With the images removed, reproduce each entry below word for word.

(Entries supplied)

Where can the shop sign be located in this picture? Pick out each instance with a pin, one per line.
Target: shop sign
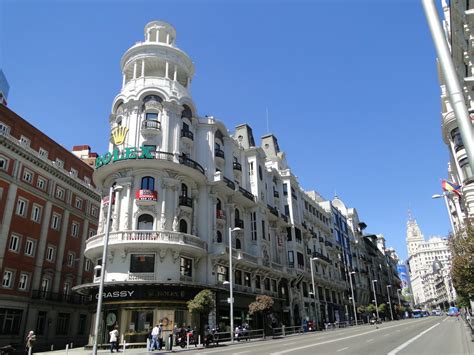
(144, 152)
(146, 195)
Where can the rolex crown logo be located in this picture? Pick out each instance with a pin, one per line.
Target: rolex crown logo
(118, 134)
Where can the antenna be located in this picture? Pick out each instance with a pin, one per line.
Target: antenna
(268, 127)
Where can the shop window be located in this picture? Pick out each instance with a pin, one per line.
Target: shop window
(142, 263)
(186, 267)
(145, 222)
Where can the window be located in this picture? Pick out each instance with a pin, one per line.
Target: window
(78, 203)
(50, 253)
(24, 141)
(30, 247)
(14, 243)
(291, 258)
(55, 221)
(4, 130)
(247, 279)
(41, 183)
(27, 175)
(145, 222)
(186, 267)
(62, 324)
(3, 163)
(257, 281)
(75, 229)
(43, 153)
(148, 183)
(36, 213)
(7, 281)
(60, 192)
(59, 163)
(10, 320)
(253, 225)
(142, 263)
(23, 282)
(70, 259)
(21, 207)
(222, 273)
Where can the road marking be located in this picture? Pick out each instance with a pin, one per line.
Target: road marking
(405, 344)
(338, 339)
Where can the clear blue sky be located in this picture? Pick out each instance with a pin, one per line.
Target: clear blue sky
(351, 87)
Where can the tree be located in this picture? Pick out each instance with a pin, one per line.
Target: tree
(462, 251)
(203, 304)
(263, 304)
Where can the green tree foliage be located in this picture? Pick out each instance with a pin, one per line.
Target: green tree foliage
(462, 251)
(203, 303)
(262, 303)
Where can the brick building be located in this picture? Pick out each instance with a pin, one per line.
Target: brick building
(48, 208)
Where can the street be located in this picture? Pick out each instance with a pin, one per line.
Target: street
(432, 335)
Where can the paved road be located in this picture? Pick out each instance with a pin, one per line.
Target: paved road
(432, 335)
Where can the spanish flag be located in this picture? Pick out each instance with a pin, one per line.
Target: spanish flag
(451, 187)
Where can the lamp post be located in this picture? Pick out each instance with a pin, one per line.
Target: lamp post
(389, 300)
(352, 294)
(231, 283)
(314, 285)
(375, 298)
(103, 267)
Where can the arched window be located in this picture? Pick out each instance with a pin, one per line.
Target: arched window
(148, 183)
(145, 222)
(186, 112)
(184, 190)
(183, 226)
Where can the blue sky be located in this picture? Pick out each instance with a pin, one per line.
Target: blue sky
(350, 86)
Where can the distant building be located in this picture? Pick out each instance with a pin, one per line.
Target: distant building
(429, 263)
(47, 211)
(4, 89)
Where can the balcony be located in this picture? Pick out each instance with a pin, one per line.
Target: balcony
(184, 160)
(247, 194)
(239, 223)
(237, 166)
(150, 127)
(186, 201)
(187, 134)
(146, 197)
(145, 239)
(219, 153)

(End Entries supplied)

▸ Result of the exercise:
Where can the shop sign be located in this picture? Pick out each instance with a pin, one per line.
Target: shop sign
(144, 152)
(146, 195)
Where can the rolex crown logo be located in this picture? Pick out each instance with a pin, one per line.
Target: rolex crown logo
(118, 134)
Where can the antenna be located in this picture? Pick out each instance with a pin, one per line.
Target: antenna
(268, 127)
Where can the shop window be located in this picture? Pick out each instance with a pin, one per line.
Target: shop window
(142, 263)
(186, 267)
(145, 222)
Where can the window be located in this picture? Pick out each instance with a pin, one per line.
Target: window
(78, 203)
(50, 253)
(24, 141)
(30, 247)
(14, 243)
(291, 258)
(55, 221)
(4, 130)
(247, 279)
(41, 183)
(27, 175)
(145, 222)
(186, 267)
(62, 324)
(3, 163)
(257, 281)
(75, 229)
(43, 153)
(148, 183)
(36, 213)
(7, 281)
(60, 192)
(59, 163)
(10, 320)
(253, 225)
(142, 263)
(23, 282)
(70, 259)
(21, 207)
(222, 273)
Where can the road marking be located in this picture? Pick out each instance with a pin, one per line.
Target: road marking
(405, 344)
(338, 339)
Where can the clear blue sky be located in this picture? Pick out each instance with a pin, one per line.
Target: clear blue sky
(351, 87)
Where can the tree be located in this picture? Pick out each instance with a pin, one per line.
Target: tree
(462, 251)
(203, 304)
(263, 304)
Where can the green tree foliage be located in this picture? Pick out each instance with a pin, one per line.
Target: green tree foliage
(462, 251)
(203, 303)
(262, 303)
Where can the brick building be located in this picture? Pick out each instance with a pin, one per line.
Target: brick building
(48, 208)
Where can the street be located in this picture? Pick out each instance with a pin, one per line.
Target: street
(432, 335)
Where can the paved road be located in this picture? Pick out each instance with a pin, one per line.
Target: paved road
(432, 335)
Where can the spanish flag be located in this picture? Pick out each instance with a pin, one per line.
Target: spanish flag
(451, 187)
Where can the lamp post be located in this picture? Pick out each instance with a pin, one per line.
Target: lamp post
(389, 300)
(352, 294)
(231, 283)
(314, 285)
(375, 298)
(103, 267)
Where can the arched window be located in this picture? Pick out each instance with a pin, one per line.
Target: arched window
(148, 183)
(145, 222)
(186, 112)
(184, 190)
(183, 226)
Where can the blue sky be located in this picture? Pick out each instance with a pin, one per line.
Target: blue sky
(350, 86)
Where can the distant building be located in this picture? Pick out each instance with a pin, one per line.
Target: distant building
(429, 263)
(47, 211)
(4, 89)
Where can the balcony be located in this picture? Pick out each instance with a pin, one per line.
Target: balcony
(184, 160)
(247, 194)
(239, 223)
(237, 166)
(150, 127)
(186, 201)
(187, 134)
(146, 197)
(145, 239)
(219, 153)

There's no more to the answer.